Required work: In the listing below, which lines contain the string "graphic"? Copy them all.
-*-*-
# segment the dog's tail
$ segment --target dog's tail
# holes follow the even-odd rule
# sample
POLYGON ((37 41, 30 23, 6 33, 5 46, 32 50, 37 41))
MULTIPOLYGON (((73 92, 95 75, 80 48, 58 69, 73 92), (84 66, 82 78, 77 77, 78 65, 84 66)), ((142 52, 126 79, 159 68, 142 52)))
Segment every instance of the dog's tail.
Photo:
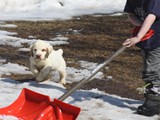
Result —
POLYGON ((62 55, 63 54, 63 50, 59 49, 58 52, 62 55))

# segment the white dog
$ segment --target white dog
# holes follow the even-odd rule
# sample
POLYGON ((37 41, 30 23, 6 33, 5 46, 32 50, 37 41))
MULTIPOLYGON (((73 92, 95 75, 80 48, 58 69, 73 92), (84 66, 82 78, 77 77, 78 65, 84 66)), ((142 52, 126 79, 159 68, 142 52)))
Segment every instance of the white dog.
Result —
POLYGON ((30 46, 30 53, 30 69, 37 82, 47 80, 51 71, 59 71, 60 83, 66 83, 66 62, 62 49, 55 51, 49 43, 37 40, 30 46))

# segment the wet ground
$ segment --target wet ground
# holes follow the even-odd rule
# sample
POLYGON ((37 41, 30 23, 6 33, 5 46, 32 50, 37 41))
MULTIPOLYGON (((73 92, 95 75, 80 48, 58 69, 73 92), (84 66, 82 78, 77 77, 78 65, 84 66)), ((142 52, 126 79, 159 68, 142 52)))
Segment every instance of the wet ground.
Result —
MULTIPOLYGON (((1 28, 17 32, 17 37, 27 38, 34 36, 36 39, 49 40, 61 34, 69 38, 68 45, 55 46, 55 49, 64 50, 64 58, 67 66, 79 68, 79 60, 102 63, 111 54, 122 46, 122 42, 130 36, 132 25, 127 17, 123 16, 81 16, 66 21, 9 21, 15 24, 16 28, 1 28)), ((32 39, 31 39, 32 40, 32 39)), ((25 45, 28 47, 27 45, 25 45)), ((18 48, 1 46, 0 56, 7 59, 7 62, 18 63, 29 67, 29 52, 19 52, 18 48)), ((109 65, 109 69, 103 69, 103 79, 94 79, 86 83, 81 89, 97 88, 109 94, 116 94, 121 97, 143 99, 138 94, 137 87, 143 85, 141 80, 141 57, 140 49, 128 48, 121 55, 115 58, 109 65), (108 80, 112 76, 112 80, 108 80)), ((34 80, 29 75, 9 76, 15 80, 25 82, 34 80)), ((67 84, 66 89, 77 83, 67 84)))

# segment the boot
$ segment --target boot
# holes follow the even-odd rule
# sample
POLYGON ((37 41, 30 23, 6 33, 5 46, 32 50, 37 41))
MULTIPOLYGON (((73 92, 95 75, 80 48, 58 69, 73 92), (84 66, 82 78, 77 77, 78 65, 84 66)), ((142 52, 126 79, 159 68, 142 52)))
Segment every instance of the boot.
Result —
POLYGON ((154 89, 157 91, 157 85, 151 84, 146 88, 146 93, 144 94, 146 100, 143 105, 138 107, 137 114, 145 116, 160 114, 160 94, 155 92, 154 89))

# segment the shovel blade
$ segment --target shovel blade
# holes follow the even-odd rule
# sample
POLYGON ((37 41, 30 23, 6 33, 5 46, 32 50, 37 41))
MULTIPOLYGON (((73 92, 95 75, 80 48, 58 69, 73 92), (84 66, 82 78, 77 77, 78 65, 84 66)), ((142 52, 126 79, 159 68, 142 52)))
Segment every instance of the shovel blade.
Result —
POLYGON ((21 120, 75 120, 79 112, 78 107, 57 99, 52 101, 49 96, 26 88, 11 105, 0 108, 0 115, 15 116, 21 120))
POLYGON ((55 115, 59 120, 76 120, 80 113, 80 108, 54 99, 52 105, 54 106, 55 115))
POLYGON ((0 109, 0 115, 15 116, 22 120, 35 119, 46 107, 50 98, 23 88, 19 97, 9 106, 0 109))

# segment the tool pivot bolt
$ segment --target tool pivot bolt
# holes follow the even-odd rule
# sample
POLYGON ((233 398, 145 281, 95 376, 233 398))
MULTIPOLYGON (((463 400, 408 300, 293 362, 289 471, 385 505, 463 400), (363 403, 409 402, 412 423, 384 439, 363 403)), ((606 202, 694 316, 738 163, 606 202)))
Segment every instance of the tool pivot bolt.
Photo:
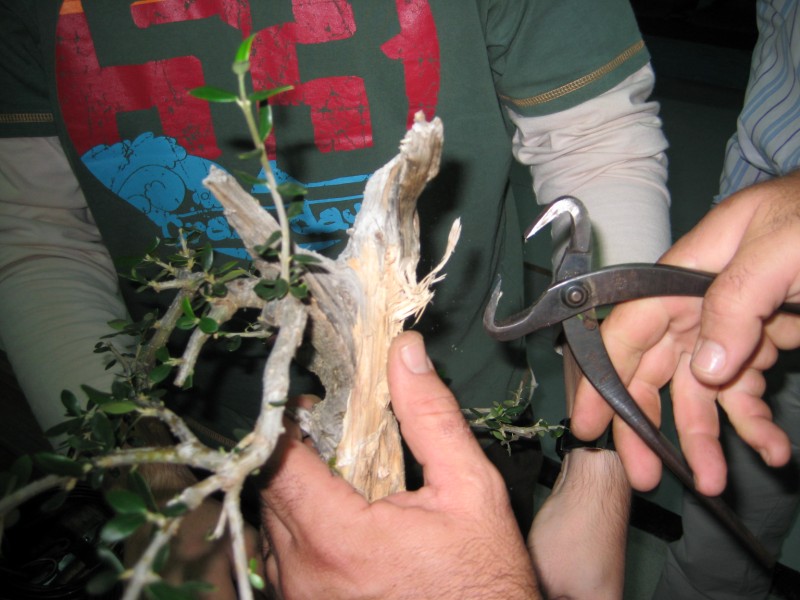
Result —
POLYGON ((578 308, 586 304, 586 300, 589 298, 589 293, 582 285, 575 284, 564 290, 562 298, 567 306, 578 308))

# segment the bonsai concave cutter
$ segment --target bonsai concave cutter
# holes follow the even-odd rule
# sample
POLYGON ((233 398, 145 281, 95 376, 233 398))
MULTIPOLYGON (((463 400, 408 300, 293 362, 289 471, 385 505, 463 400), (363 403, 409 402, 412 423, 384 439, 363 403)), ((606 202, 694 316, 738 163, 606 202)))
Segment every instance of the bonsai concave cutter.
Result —
MULTIPOLYGON (((486 331, 501 341, 513 340, 561 323, 564 338, 584 376, 675 476, 725 524, 766 568, 775 557, 744 526, 719 497, 700 494, 692 471, 675 446, 642 412, 611 363, 600 335, 595 309, 651 296, 703 296, 714 275, 669 265, 624 264, 596 271, 592 266, 591 222, 583 204, 564 196, 549 204, 525 233, 530 239, 559 218, 569 218, 570 238, 552 285, 528 309, 507 319, 496 320, 501 282, 498 281, 486 311, 486 331)), ((800 314, 800 305, 784 304, 781 310, 800 314)))

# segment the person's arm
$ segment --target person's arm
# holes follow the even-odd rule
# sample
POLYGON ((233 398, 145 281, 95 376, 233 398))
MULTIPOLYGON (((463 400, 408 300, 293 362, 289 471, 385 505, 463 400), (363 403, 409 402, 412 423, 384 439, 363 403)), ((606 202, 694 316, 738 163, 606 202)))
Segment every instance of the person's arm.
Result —
POLYGON ((569 195, 586 206, 597 266, 654 262, 670 244, 667 141, 647 100, 654 81, 648 65, 568 110, 509 110, 514 155, 530 167, 537 202, 569 195))
MULTIPOLYGON (((780 349, 800 346, 800 318, 775 313, 800 300, 800 172, 746 188, 715 207, 662 261, 719 276, 706 296, 653 298, 616 307, 603 338, 623 382, 658 422, 658 389, 672 380, 675 423, 698 489, 725 486, 717 404, 772 466, 790 453, 762 401, 763 372, 780 349)), ((573 427, 586 439, 611 413, 582 382, 573 427)), ((660 479, 658 459, 615 419, 615 443, 635 487, 660 479)))
POLYGON ((0 306, 0 342, 42 429, 64 420, 62 390, 110 389, 94 346, 127 311, 56 138, 0 139, 0 306))
MULTIPOLYGON (((581 372, 569 348, 563 352, 567 414, 572 414, 581 372)), ((630 498, 630 485, 613 450, 574 449, 564 455, 553 490, 528 534, 548 598, 622 597, 630 498)))
MULTIPOLYGON (((515 156, 531 167, 537 201, 572 195, 586 205, 597 266, 652 262, 669 246, 667 143, 658 105, 647 101, 653 84, 646 66, 569 110, 538 117, 511 112, 515 156)), ((555 232, 557 242, 564 233, 555 232)), ((559 260, 557 252, 554 263, 559 260)), ((580 371, 568 350, 564 367, 570 415, 580 371)), ((629 505, 630 487, 615 452, 577 450, 565 457, 528 536, 551 597, 621 596, 629 505), (581 578, 570 575, 576 570, 581 578)))
POLYGON ((389 388, 424 486, 369 504, 287 439, 262 492, 270 581, 285 598, 540 598, 502 478, 418 333, 392 343, 389 388))

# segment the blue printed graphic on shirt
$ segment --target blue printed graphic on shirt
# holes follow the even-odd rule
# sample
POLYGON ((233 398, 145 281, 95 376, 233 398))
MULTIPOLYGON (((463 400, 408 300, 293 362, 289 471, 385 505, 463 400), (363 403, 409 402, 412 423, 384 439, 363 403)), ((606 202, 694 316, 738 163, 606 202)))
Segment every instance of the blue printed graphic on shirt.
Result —
MULTIPOLYGON (((84 154, 83 162, 108 189, 147 216, 162 236, 174 236, 178 229, 193 229, 204 233, 222 254, 247 257, 239 236, 223 215, 222 205, 203 186, 211 166, 221 168, 213 161, 192 156, 172 138, 144 133, 133 141, 92 148, 84 154)), ((356 175, 307 183, 280 170, 275 161, 270 161, 270 165, 279 184, 292 182, 307 189, 335 189, 363 183, 369 177, 356 175)), ((260 178, 263 176, 262 171, 260 178)), ((263 184, 253 186, 250 192, 259 199, 269 195, 263 184)), ((291 220, 292 231, 302 236, 346 231, 355 221, 360 200, 361 195, 337 197, 335 194, 330 198, 308 200, 302 212, 291 220)), ((262 204, 268 202, 262 201, 262 204)), ((323 250, 339 242, 339 239, 325 239, 300 245, 323 250)))

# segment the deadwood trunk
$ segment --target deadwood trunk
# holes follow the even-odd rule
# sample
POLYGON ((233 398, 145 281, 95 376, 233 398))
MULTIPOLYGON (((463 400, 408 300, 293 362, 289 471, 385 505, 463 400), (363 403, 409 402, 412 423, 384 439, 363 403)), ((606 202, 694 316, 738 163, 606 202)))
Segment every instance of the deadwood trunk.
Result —
MULTIPOLYGON (((442 262, 417 281, 416 204, 438 172, 442 143, 441 122, 419 115, 400 153, 370 178, 345 250, 336 260, 318 257, 306 275, 313 348, 307 364, 325 387, 325 398, 303 425, 323 459, 369 500, 405 487, 400 434, 389 406, 389 344, 430 302, 431 286, 442 277, 460 232, 455 222, 442 262)), ((207 185, 255 266, 270 272, 255 248, 277 224, 226 174, 212 173, 207 185)))

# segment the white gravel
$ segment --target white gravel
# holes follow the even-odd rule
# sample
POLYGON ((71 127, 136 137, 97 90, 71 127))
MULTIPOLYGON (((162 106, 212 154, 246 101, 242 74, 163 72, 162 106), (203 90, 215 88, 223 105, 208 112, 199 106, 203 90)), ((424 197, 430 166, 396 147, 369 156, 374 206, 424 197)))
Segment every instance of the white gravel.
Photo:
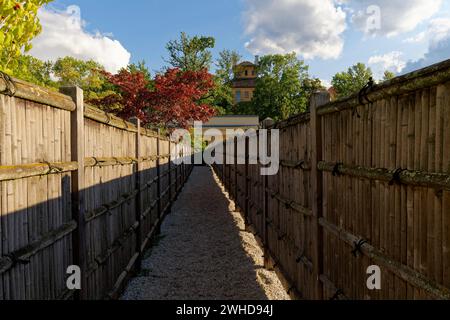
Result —
POLYGON ((288 300, 210 168, 196 167, 124 300, 288 300))

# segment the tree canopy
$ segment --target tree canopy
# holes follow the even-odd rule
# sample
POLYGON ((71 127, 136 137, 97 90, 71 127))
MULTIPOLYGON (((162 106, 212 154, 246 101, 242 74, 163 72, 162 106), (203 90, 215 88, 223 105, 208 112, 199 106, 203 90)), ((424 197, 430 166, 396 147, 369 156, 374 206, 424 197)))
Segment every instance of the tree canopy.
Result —
POLYGON ((395 73, 389 70, 386 70, 383 75, 383 81, 391 80, 395 78, 395 73))
POLYGON ((190 37, 182 32, 180 39, 169 41, 166 49, 169 59, 166 61, 172 68, 181 71, 200 71, 209 69, 212 63, 210 49, 214 48, 213 37, 194 36, 190 37))
POLYGON ((17 64, 10 70, 11 75, 40 86, 57 87, 57 82, 52 79, 53 63, 51 61, 44 62, 30 55, 21 55, 15 60, 17 64))
POLYGON ((357 63, 346 72, 340 72, 331 81, 338 98, 345 98, 359 92, 373 77, 372 70, 364 63, 357 63))
POLYGON ((257 73, 253 105, 263 119, 283 120, 306 111, 312 87, 320 84, 310 79, 308 66, 295 53, 261 57, 257 73))
POLYGON ((138 117, 144 124, 187 128, 193 121, 207 121, 215 114, 202 102, 214 88, 213 76, 206 69, 168 69, 155 77, 153 90, 143 72, 122 69, 116 75, 105 71, 102 74, 116 91, 89 102, 122 118, 138 117))
POLYGON ((214 77, 215 89, 211 93, 210 103, 219 114, 233 113, 232 83, 233 67, 239 63, 241 55, 236 51, 223 50, 215 62, 216 75, 214 77))
POLYGON ((219 57, 215 63, 216 76, 223 84, 230 84, 234 78, 233 68, 236 66, 242 56, 234 50, 223 50, 219 52, 219 57))
POLYGON ((11 73, 22 52, 42 30, 37 12, 51 0, 2 0, 0 6, 0 71, 11 73))

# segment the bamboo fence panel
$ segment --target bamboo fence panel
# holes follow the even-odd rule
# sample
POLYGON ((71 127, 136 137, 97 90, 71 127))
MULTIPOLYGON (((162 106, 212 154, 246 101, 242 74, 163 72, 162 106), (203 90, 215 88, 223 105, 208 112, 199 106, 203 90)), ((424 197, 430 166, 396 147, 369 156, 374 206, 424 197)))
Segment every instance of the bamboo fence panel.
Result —
MULTIPOLYGON (((157 171, 159 162, 169 166, 169 140, 87 105, 84 121, 74 122, 82 101, 16 79, 14 85, 15 96, 0 94, 0 300, 117 298, 170 209, 157 187, 168 187, 168 173, 158 179, 157 171), (81 225, 72 214, 77 126, 84 130, 81 225), (76 240, 80 230, 84 237, 76 240), (79 294, 67 290, 66 270, 83 248, 79 294)), ((191 169, 181 165, 174 181, 182 186, 191 169)))
MULTIPOLYGON (((239 170, 266 267, 306 299, 450 299, 450 61, 324 99, 270 128, 277 175, 239 170), (371 265, 381 290, 366 285, 371 265)), ((235 167, 216 167, 232 196, 235 167)))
-*-*-
Your solution:
# segment the blue printed graphic on shirt
$ segment --target blue printed graphic on shirt
Segment every instance of the blue printed graphic on shirt.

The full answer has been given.